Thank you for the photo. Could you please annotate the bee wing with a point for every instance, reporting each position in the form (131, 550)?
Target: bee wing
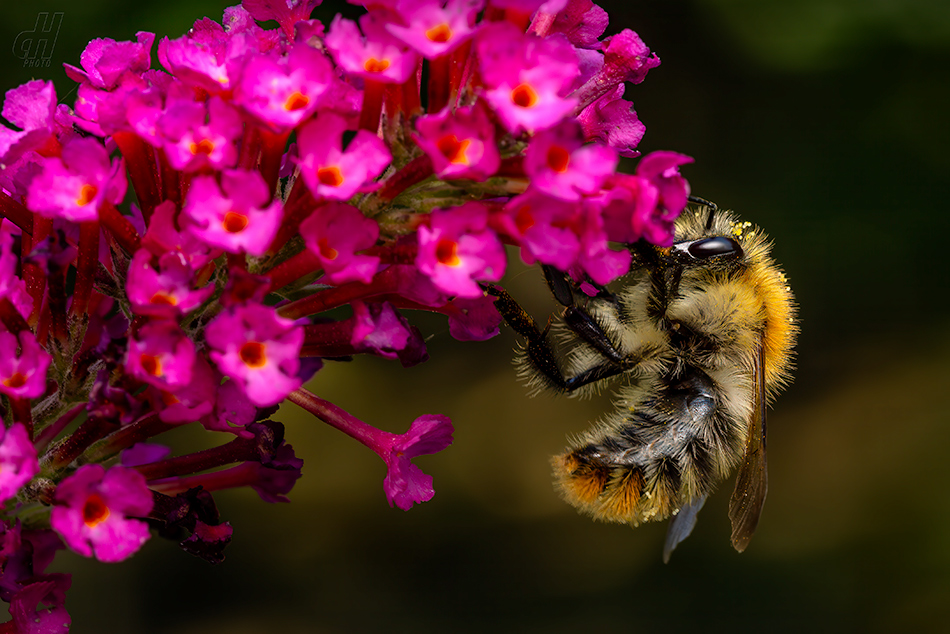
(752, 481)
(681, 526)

+===+

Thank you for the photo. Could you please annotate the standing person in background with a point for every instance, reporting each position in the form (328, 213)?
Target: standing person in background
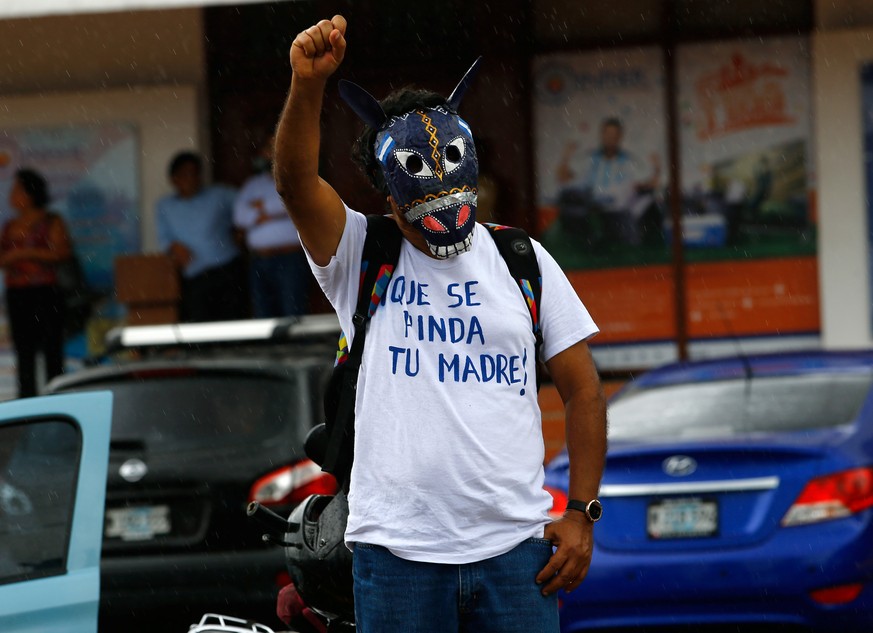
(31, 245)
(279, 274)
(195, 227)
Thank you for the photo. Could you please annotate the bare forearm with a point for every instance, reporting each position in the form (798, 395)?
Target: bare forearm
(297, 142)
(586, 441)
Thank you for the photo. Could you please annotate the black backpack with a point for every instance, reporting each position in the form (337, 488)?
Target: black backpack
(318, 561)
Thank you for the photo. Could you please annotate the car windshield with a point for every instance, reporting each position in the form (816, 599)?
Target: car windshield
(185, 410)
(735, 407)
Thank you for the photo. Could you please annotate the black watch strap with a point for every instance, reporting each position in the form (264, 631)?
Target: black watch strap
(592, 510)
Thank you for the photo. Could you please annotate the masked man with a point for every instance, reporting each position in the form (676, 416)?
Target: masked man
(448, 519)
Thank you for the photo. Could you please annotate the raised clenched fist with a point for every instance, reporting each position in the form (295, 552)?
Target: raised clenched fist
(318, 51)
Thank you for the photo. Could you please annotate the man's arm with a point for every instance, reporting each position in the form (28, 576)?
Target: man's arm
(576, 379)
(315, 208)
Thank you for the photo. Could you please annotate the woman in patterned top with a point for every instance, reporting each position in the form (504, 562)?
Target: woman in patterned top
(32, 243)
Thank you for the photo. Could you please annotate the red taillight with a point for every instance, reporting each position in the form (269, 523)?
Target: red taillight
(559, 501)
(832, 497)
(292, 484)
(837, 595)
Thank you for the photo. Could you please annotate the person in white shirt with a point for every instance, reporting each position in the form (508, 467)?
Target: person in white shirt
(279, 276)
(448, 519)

+===+

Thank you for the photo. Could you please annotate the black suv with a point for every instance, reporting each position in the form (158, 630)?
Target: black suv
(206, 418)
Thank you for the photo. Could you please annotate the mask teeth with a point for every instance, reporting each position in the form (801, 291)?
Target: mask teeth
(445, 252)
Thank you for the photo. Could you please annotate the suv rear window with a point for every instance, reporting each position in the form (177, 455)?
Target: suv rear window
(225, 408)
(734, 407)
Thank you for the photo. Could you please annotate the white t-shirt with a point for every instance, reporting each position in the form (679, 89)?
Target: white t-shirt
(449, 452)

+===+

Stated goal =
Extract each line of the data above that contains the string "raised". Case matters.

The reply =
Thank you for the photo. Could you please annotate the raised clenched fist with a point for every instance, reporting each position in the form (295, 552)?
Target: raised clenched fist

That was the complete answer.